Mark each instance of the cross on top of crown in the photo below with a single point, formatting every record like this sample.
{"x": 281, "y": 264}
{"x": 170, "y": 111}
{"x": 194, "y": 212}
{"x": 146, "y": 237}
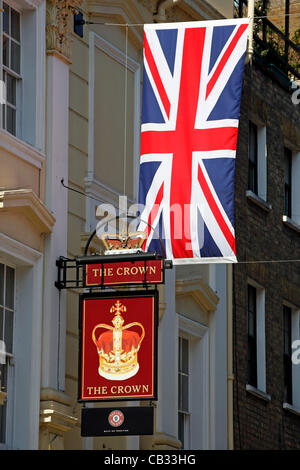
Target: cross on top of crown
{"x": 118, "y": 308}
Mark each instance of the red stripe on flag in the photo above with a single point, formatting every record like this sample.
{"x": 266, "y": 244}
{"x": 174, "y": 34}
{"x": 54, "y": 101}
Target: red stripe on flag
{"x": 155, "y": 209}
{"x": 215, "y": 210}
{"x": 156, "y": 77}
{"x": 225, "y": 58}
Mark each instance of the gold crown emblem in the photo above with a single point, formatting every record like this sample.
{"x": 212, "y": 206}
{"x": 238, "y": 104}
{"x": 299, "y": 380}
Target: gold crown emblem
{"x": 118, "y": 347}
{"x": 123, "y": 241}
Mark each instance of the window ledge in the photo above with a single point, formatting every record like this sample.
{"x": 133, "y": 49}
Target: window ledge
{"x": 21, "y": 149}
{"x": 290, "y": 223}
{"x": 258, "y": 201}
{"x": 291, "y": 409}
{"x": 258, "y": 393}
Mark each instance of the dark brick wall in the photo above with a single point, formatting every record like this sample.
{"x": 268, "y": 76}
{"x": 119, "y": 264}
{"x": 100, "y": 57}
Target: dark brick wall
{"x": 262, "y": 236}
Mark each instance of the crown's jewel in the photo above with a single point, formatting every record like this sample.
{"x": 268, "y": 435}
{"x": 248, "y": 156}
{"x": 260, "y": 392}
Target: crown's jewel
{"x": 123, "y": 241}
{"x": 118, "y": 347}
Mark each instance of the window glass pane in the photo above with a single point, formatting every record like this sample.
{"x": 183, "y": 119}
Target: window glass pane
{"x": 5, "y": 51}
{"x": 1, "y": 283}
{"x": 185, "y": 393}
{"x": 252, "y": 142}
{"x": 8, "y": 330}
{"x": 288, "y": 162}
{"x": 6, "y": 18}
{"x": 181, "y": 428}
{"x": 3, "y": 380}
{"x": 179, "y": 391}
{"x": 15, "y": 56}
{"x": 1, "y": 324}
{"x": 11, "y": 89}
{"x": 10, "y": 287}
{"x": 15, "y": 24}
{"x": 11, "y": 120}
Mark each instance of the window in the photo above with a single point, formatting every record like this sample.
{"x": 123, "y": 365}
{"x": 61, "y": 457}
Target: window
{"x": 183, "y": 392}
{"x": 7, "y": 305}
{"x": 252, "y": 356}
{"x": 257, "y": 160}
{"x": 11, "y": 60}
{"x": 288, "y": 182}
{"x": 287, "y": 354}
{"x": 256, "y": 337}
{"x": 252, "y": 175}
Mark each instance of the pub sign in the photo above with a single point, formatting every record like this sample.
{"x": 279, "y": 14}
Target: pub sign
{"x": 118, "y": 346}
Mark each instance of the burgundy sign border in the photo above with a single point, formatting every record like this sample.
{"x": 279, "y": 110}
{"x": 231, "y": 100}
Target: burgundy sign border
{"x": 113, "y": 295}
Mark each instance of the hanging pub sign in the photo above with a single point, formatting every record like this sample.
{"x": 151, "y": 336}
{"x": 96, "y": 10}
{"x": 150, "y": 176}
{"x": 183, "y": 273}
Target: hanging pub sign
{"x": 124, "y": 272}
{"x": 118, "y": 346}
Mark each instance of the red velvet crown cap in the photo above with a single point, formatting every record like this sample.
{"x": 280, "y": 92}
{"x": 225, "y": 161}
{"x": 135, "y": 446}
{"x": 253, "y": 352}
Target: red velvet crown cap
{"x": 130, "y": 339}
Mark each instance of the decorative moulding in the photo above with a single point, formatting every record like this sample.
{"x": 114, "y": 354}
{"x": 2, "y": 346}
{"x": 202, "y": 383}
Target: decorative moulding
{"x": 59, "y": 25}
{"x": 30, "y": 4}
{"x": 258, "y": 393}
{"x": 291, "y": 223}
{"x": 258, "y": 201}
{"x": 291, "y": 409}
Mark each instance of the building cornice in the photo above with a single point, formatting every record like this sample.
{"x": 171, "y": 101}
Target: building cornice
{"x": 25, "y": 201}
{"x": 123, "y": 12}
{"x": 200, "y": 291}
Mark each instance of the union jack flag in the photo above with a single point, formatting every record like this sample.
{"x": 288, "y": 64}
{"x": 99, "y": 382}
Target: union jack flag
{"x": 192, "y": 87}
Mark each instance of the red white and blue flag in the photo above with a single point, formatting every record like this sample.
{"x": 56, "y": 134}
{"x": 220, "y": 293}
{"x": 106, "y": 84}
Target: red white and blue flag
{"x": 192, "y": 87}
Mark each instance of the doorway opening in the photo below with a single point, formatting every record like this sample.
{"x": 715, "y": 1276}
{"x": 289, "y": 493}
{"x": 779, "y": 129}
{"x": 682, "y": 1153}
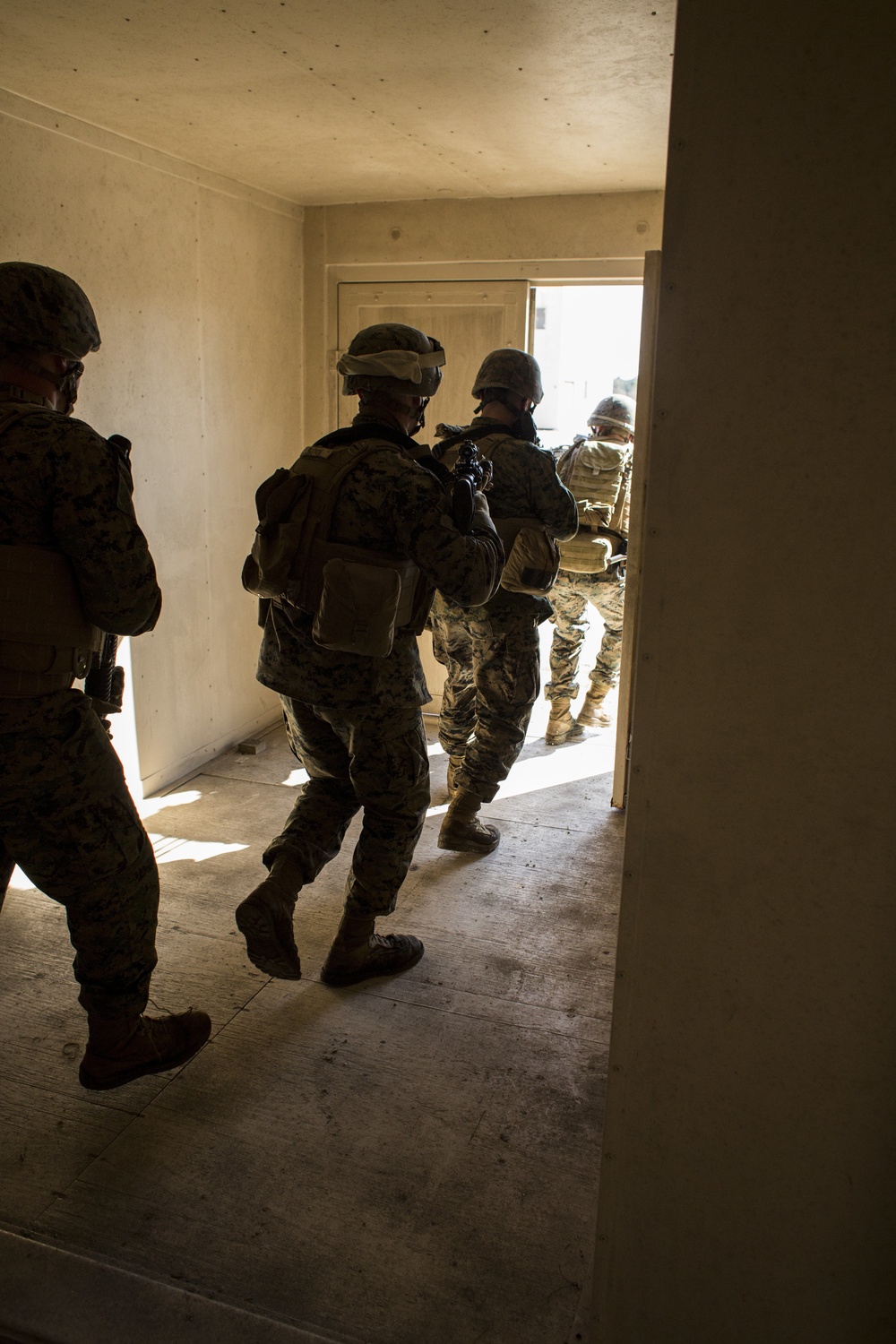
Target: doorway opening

» **Task to complete**
Lay out every line of the rows above as a JSON list of strings, one string per line, with blank lines omitted. Leave the pictures out of the list.

» **Task output**
[
  "Mark each instance of the cross on top of crown in the photo below with a single point, formatting every record like this sample.",
  "{\"x\": 281, \"y\": 264}",
  "{\"x\": 170, \"y\": 111}",
  "{\"x\": 194, \"y\": 212}",
  "{\"x\": 146, \"y\": 237}",
  "Target: cross on top of crown",
  "{\"x\": 118, \"y\": 308}",
  "Mark each instance of the red stripe on flag in the photo above with a single point, formatting every record like this sample.",
  "{\"x\": 266, \"y\": 244}",
  "{\"x\": 174, \"y\": 34}",
  "{\"x\": 54, \"y\": 101}",
  "Target: red stripe on flag",
  "{\"x\": 155, \"y\": 209}",
  "{\"x\": 215, \"y\": 210}",
  "{\"x\": 156, \"y\": 77}",
  "{\"x\": 225, \"y\": 58}",
  "Mark each instance of the gold crown emblem in the photo above with a single point, formatting every record like this sample.",
  "{\"x\": 212, \"y\": 206}",
  "{\"x\": 238, \"y\": 104}",
  "{\"x\": 299, \"y\": 380}",
  "Target: gold crown emblem",
  "{\"x\": 118, \"y\": 347}",
  "{\"x\": 123, \"y\": 241}",
  "Mark each instance of the window ledge in the photo above with a single point, formatting every record like this sample.",
  "{\"x\": 133, \"y\": 49}",
  "Target: window ledge",
  "{\"x\": 21, \"y\": 149}",
  "{\"x\": 290, \"y\": 223}",
  "{\"x\": 258, \"y\": 201}",
  "{\"x\": 291, \"y\": 409}",
  "{\"x\": 258, \"y\": 393}",
  "Mark each instance of the dark brick wall in the photo above with a single point, formatting every record like this sample.",
  "{\"x\": 268, \"y\": 76}",
  "{\"x\": 119, \"y\": 264}",
  "{\"x\": 100, \"y\": 57}",
  "Target: dark brick wall",
  "{\"x\": 262, \"y\": 236}",
  "Mark each instance of the crown's jewel in the photo above with a single point, formatting every record like this sample.",
  "{\"x\": 268, \"y\": 435}",
  "{\"x\": 248, \"y\": 156}",
  "{\"x\": 260, \"y\": 392}",
  "Target: crown's jewel",
  "{\"x\": 123, \"y\": 241}",
  "{\"x\": 118, \"y\": 347}",
  "Mark each instance of the window glass pane in the photo above with a single point, formatting every record like this sample.",
  "{\"x\": 183, \"y\": 119}",
  "Target: window glass pane",
  "{\"x\": 5, \"y\": 51}",
  "{\"x\": 1, \"y\": 283}",
  "{\"x\": 185, \"y\": 393}",
  "{\"x\": 252, \"y\": 142}",
  "{\"x\": 8, \"y\": 330}",
  "{\"x\": 288, \"y\": 162}",
  "{\"x\": 6, \"y\": 18}",
  "{\"x\": 181, \"y\": 428}",
  "{\"x\": 3, \"y\": 380}",
  "{\"x\": 179, \"y\": 391}",
  "{\"x\": 15, \"y\": 56}",
  "{\"x\": 1, \"y\": 324}",
  "{\"x\": 11, \"y\": 89}",
  "{\"x\": 10, \"y\": 287}",
  "{\"x\": 15, \"y\": 24}",
  "{\"x\": 11, \"y\": 120}",
  "Mark each instance of the window in the photo above with a single point, formatting every record like this sample.",
  "{\"x\": 123, \"y\": 365}",
  "{\"x\": 61, \"y\": 457}",
  "Target: window",
  "{\"x\": 183, \"y\": 392}",
  "{\"x\": 7, \"y\": 305}",
  "{\"x\": 252, \"y\": 356}",
  "{\"x\": 257, \"y\": 160}",
  "{\"x\": 11, \"y\": 60}",
  "{\"x\": 288, \"y\": 182}",
  "{\"x\": 287, \"y\": 354}",
  "{\"x\": 256, \"y\": 337}",
  "{\"x\": 252, \"y\": 175}",
  "Mark each instance of the pub sign in the photo above with a single point, formatting every record like this sample.",
  "{\"x\": 279, \"y\": 14}",
  "Target: pub sign",
  "{\"x\": 118, \"y\": 346}",
  "Mark each instance of the burgundy sign border in the photo above with a single point, formatting every record like this sample.",
  "{\"x\": 279, \"y\": 110}",
  "{\"x\": 231, \"y\": 100}",
  "Target: burgundy sign border",
  "{\"x\": 113, \"y\": 295}",
  "Mark each instance of the hanging pub sign in the photo above with a single point, formatting every record like this sample.",
  "{\"x\": 151, \"y\": 336}",
  "{\"x\": 96, \"y\": 10}",
  "{\"x\": 150, \"y\": 176}",
  "{\"x\": 183, \"y\": 273}",
  "Target: hanging pub sign",
  "{\"x\": 124, \"y\": 272}",
  "{\"x\": 118, \"y\": 346}",
  "Mark each instance of the red velvet crown cap in the photo above with a single point, formatting every record like this sample.",
  "{\"x\": 280, \"y\": 92}",
  "{\"x\": 225, \"y\": 161}",
  "{\"x\": 135, \"y\": 446}",
  "{\"x\": 253, \"y\": 352}",
  "Target: red velvet crown cap",
  "{\"x\": 130, \"y\": 339}",
  "Mark each instance of the decorative moulding in the photo above with a single point, formatting every record like this sample.",
  "{\"x\": 114, \"y\": 354}",
  "{\"x\": 2, \"y\": 346}",
  "{\"x\": 202, \"y\": 383}",
  "Target: decorative moulding",
  "{\"x\": 59, \"y\": 25}",
  "{\"x\": 30, \"y\": 4}",
  "{\"x\": 258, \"y\": 393}",
  "{\"x\": 291, \"y\": 223}",
  "{\"x\": 258, \"y\": 201}",
  "{\"x\": 291, \"y\": 409}",
  "Mark each instance of the building cornice in the photo above with a single point, formatting every record like this sample.",
  "{\"x\": 171, \"y\": 101}",
  "Target: building cornice",
  "{\"x\": 25, \"y\": 201}",
  "{\"x\": 123, \"y\": 12}",
  "{\"x\": 200, \"y\": 291}",
  "Mark each instance of the union jack flag in the photo above with a single point, formatting every record like this sample.",
  "{\"x\": 288, \"y\": 64}",
  "{\"x\": 99, \"y\": 382}",
  "Target: union jack flag",
  "{\"x\": 192, \"y\": 87}",
  "Mark each instance of the red white and blue flag in the photo above with a single point, formatting every record like this sample.",
  "{\"x\": 56, \"y\": 134}",
  "{\"x\": 220, \"y\": 293}",
  "{\"x\": 106, \"y\": 84}",
  "Target: red white and blue flag",
  "{\"x\": 192, \"y\": 87}",
  "Mark each instance of the doorway opening in the photo below with a single point, formatting every record like this sample.",
  "{\"x\": 715, \"y\": 1276}",
  "{\"x\": 289, \"y\": 493}",
  "{\"x\": 779, \"y\": 129}",
  "{\"x\": 682, \"y\": 1153}",
  "Target: doorway opening"
]